[Start of Passage to read]

Tag Archives: religion

From the annals of scepticism

Putting the ‘cred’ into ‘credulity’.

In this morning’s post, I forgot to mention the recent survey which claimed that China was the most atheist country in the world. If this was some measure of how enlightened the place was, then there might be something to celebrate, but I wonder whether the wrong question was being asked. Also, there’s a difference between being an atheist and being sceptical about a whole range of beliefs.

For one thing, there was no shortage of people making offerings to the idols in 雍和宫 in Beijing, or 青羊宫 and 大慈 in Chengdu even if, I believe, they tend to pray for very modern things. There’s no shortage of churches in Fuzhou or people to attend them, and there are plenty of temples to native deities as well.

Although there are native Chinese gods, I’m not aware of them being organised per se. Buddhism and Daoism got thrown into the pot, and like the Roman Empire, China seems to have been fairly pluralistic. I know there were phases when the Bu­ddh­ists or Daoists were predominant, and one side or the other was persona non gratia. The situation was, I presume, different from the schism between the Cath­ol­ic and Protestant churches in Europe, and no one here ever thought that their religion should be imposed on others whether they were willing or not.


The investigation

Preaching what you practise.
When I got to school this morning, Row informed me that they were checking up on us to see whether we were preaching. I wondered where this had come from, but Linda had no details. “The school,” she said. I can’t imagine that any of the foreign teachers here are likely to be rocking the boat. Besides, the guy from Sri Lanka is a Buddhist. Thus I don’t know if this ordinance affects the city, the province, or the whole country.
I can only guess that some foreign teachers somewhere went a little beyond their remit, whereupon it was discovered that evangelicals had been coming to China disguised as cynical, hard-bitten EFL teachers. Nah, that can hardly be news. I worked alongside one for my first two years in China, and I’ve seen one or two blogs, written by Americans, where pious platitudes are mentioned in a fashion so casual that an uninitiated reader would think such utterances are perfectly normal.
Ironically, for a country which is nominally secular, the temples and churches in China see a lot more traffic than they would in Europe. The only people praying at the Catholic cathedral in Tianjin were the Chinese themselves. On more than a few occasions, kids in my classes have mentioned “the God” [sic] in their writing, though I’m never really certain quite which god they mean. Also, I note that Chinese people are far more superstitious than you might expect from a nation with such an obsession about science. But it would be wrong to assume that science leads to rationality: just look at Michael Faraday or, more recently, Michael Reiss (Times article).

[End of Passage to read]
[Start of Dataset]

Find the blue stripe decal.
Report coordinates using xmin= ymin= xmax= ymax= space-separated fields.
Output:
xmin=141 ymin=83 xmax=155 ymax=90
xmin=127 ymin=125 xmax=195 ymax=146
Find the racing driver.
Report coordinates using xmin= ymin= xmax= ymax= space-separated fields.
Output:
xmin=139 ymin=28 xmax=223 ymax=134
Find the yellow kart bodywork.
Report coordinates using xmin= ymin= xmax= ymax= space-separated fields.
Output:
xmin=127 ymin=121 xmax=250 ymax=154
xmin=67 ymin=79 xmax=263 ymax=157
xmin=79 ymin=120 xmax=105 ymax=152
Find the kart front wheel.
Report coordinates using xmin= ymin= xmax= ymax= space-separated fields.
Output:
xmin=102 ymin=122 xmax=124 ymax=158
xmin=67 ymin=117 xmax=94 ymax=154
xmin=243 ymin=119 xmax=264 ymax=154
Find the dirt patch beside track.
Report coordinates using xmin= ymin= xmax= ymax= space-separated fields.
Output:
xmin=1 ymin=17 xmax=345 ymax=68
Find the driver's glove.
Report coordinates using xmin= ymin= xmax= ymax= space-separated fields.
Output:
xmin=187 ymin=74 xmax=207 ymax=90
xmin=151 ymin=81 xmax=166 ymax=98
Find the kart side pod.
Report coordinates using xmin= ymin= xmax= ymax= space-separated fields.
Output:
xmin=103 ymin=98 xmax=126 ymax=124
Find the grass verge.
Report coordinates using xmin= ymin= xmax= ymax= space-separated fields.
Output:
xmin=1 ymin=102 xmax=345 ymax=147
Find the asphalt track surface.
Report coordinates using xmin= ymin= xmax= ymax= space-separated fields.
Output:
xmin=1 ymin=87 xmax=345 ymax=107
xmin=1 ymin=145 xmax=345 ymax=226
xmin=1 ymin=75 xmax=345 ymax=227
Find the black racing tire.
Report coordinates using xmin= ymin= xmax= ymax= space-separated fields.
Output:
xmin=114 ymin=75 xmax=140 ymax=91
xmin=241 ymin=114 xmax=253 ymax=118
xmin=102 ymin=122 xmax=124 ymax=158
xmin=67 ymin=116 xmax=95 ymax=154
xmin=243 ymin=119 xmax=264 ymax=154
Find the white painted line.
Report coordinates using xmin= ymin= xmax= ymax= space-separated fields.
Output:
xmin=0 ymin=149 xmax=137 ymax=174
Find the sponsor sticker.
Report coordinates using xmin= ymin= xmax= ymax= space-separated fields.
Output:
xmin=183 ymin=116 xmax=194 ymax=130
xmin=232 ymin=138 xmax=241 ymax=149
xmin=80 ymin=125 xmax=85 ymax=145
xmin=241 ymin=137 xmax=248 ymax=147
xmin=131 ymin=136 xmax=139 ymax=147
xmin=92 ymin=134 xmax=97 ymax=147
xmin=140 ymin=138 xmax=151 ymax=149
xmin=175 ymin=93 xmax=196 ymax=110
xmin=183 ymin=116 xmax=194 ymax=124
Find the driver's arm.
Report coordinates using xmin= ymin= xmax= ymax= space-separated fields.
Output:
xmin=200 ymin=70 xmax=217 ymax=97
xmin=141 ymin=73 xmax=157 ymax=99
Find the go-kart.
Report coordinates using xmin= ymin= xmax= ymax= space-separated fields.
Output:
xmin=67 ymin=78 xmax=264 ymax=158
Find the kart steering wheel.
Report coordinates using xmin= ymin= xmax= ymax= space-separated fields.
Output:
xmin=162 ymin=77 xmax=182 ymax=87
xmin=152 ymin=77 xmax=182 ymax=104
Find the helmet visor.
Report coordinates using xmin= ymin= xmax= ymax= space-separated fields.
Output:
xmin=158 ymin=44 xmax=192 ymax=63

[End of Dataset]

▶ _Exercise tasks_
A: From the blog post about religion in China, output the stretch from "Tag Archives: religion" through "range of beliefs." word for word.
B: In the blog post about religion in China, what religion does the teacher from Sri Lanka follow?
C: Take the blog post about religion in China further, starting right after its final sentence.

▶ _The replies_
A:
Tag Archives: religion

From the annals of scepticism

Putting the ‘cred’ into ‘credulity’.

In this morning’s post, I forgot to mention the recent survey which claimed that China was the most atheist country in the world. If this was some measure of how enlightened the place was, then there might be something to celebrate, but I wonder whether the wrong question was being asked. Also, there’s a difference between being an atheist and being sceptical about a whole range of beliefs.

B: He is a Buddhist.

C:
In many respects, China resembles the Roman Empire before the darkness of Christianity extinguished the light of toleration for a range of religious beliefs. Like the Roman Empire, the imperium sericum is only tolerant within reason, although the Chinese should be grateful that there was never a Constantine.

Cross my palm with silver

The MOD goes into fortune telling.

Revolution, flashmobs, and brain chips. A grim vision of the future is an article about the MOD’s prediction of how the world will be thirty years from now (by which time, at the present rate, Green Bamboo will’ve had about 155,000 hits). Some of it sounds like the usual sort of thing – part­icle beam weapons; cyberisation of the body (“We are the Borg. You will be assimilated. resistance is futile.”); anarchy; etc. –, but it turns out that I’m going to be a revolutionary:

“The world’s middle classes might unite, using access to knowledge, resources and skills to shape transnational processes in their own class interest”.

But who exactly is middle class these days, and do we have to include the lower middle class in this?

This is interesting, but once again shows a failure to understand China pro­perly:

Tension between the Islamic world and the west will remain, and may increasingly be targeted at China “whose new-found materialism, economic vibrancy, and institutionalised atheism, will be an anathema to orthodox Islam”.

As I’ve said before, there’s a lot more religion here than you might think. Even if the government is officially atheist, large numbers of people aren’t. Han Chinese Muslims are not, to the best of my knowledge, any more of a danger to the country than the rest of the population. There might be problems in Xinjiang, but I suspect government policy will result in that being largely stifled by overwhelming the indigenous population with set­tlers.

[14.08.14. While there is rumbling in Xinjiang at the moment, the rise of the currently tentacle-like Islamic State is also setting off alarm bells in China because the Empire is allegedly in their sights, too. The Party will no doubt look for a solution through repression.]

So many an idle bone

But Pagans never deviate into Sense.

Never let it be said that rationality ever had anything to do with religion. According to the story Give us back our bones, pagans tell museums, pagans are asking for bones and relics from pre-Christian sites to be returned to them because the presence of these items in museums is “an affront to their religion”.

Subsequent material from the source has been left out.